• [节选文本]:
"""
社会转型时期群体性事件的法理思考与对策研究/高军

作者:法律资料网 时间:2024-07-26 06:57:47   浏览:9963   来源:法律资料网
下载地址: 点击此处下载
【摘要】当前群体性冲突事件暴露了转型时期的中国经济、社会发展进程中所隐藏的一些深层次危机。群体性冲突事件发生的直接原因在于秩序控制模式下,基层官民博弈力量的严重失衡,深层次原因在于政府偏离市场经济条件下政府的科学定位,导致政府的权威和公信力严重受损。走出当前群体性冲突事件困境的最终途径在于厉行法治。
【关键词】群体性冲突事件;法社会学;危机;法治

  近期以来,媒体公开报道了国内发生的一系列群体性冲突事件,例如贵州翁安事件、云南孟连事件、江西铜鼓事件、安徽砀山事件等等。从表面上看,这些群体性冲突事件的发生是孤立的、偶然的,但仔细审视会发现它们具有一些共性:即事件发生的原因多数基于基层官民的对立与冲突,且事件的处理过程一般都具有程式化的特点。笔者认为,如何处理这类群体性冲突事件,是新时期对党和政府的执政能力和执政道德的一个严峻考验。由于此类群体性冲突事件的发生、应对与法、法律实施、法的实效等有关,因此,从法理角度对其进行剖析,找出根源并寻求解决的途径,以期为当前社会主义和谐社会建设提供有益的参考是十分必要的。
"""
• [任务说明 1]: 请把节选文本中以“近期以来,媒体公开报道”开头的段落改写成简短的要点列表,保留其主要事实。
• [任务说明 2]: 在列表中,从含有“In the photo above, each instance of the roof”的那一行开始,到列表末尾结束(首尾两行都包括),把其中的“photo”更新为“image”,其余内容保持不变,只给出这几行。
节选文本与列表是彼此独立的两份材料。

• [所给列表]:
"""
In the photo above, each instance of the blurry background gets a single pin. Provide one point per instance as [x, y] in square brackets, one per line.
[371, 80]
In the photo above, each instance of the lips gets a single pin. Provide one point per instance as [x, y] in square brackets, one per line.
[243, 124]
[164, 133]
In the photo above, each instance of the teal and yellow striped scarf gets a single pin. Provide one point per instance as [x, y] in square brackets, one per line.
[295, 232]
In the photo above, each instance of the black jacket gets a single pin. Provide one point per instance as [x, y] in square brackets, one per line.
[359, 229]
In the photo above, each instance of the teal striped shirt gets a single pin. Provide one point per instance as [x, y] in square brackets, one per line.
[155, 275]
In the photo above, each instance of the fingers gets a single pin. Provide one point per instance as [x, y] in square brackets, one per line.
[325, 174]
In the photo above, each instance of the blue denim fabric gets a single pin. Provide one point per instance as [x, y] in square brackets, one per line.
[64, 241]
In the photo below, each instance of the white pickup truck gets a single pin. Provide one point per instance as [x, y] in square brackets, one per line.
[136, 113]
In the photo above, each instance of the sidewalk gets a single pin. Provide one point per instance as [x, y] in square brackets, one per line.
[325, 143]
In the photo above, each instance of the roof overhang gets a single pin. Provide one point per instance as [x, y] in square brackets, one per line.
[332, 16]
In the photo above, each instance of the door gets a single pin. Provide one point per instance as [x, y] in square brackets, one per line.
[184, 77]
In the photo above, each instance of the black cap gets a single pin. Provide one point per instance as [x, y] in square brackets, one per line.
"""
• [回答 1]:
- 媒体近期公开报道了国内一系列群体性冲突事件,如贵州翁安事件、云南孟连事件、江西铜鼓事件、安徽砀山事件等。
- 这些事件表面上孤立、偶然,实则有共性:多数因基层官民对立与冲突而起,处理过程一般具有程式化特点。
- 笔者认为,如何处理这类事件,是新时期对党和政府执政能力和执政道德的严峻考验。
- 此类事件的发生、应对与法、法律实施、法的实效等有关,因此从法理角度剖析、找出根源并寻求解决途径,为社会主义和谐社会建设提供参考十分必要。

• [回答 2]:
In the image above, each instance of the roof overhang gets a single pin. Provide one point per instance as [x, y] in square brackets, one per line.
[332, 16]
In the image above, each instance of the door gets a single pin. Provide one point per instance as [x, y] in square brackets, one per line.
[184, 77]
In the image above, each instance of the black cap gets a single pin. Provide one point per instance as [x, y] in square brackets, one per line.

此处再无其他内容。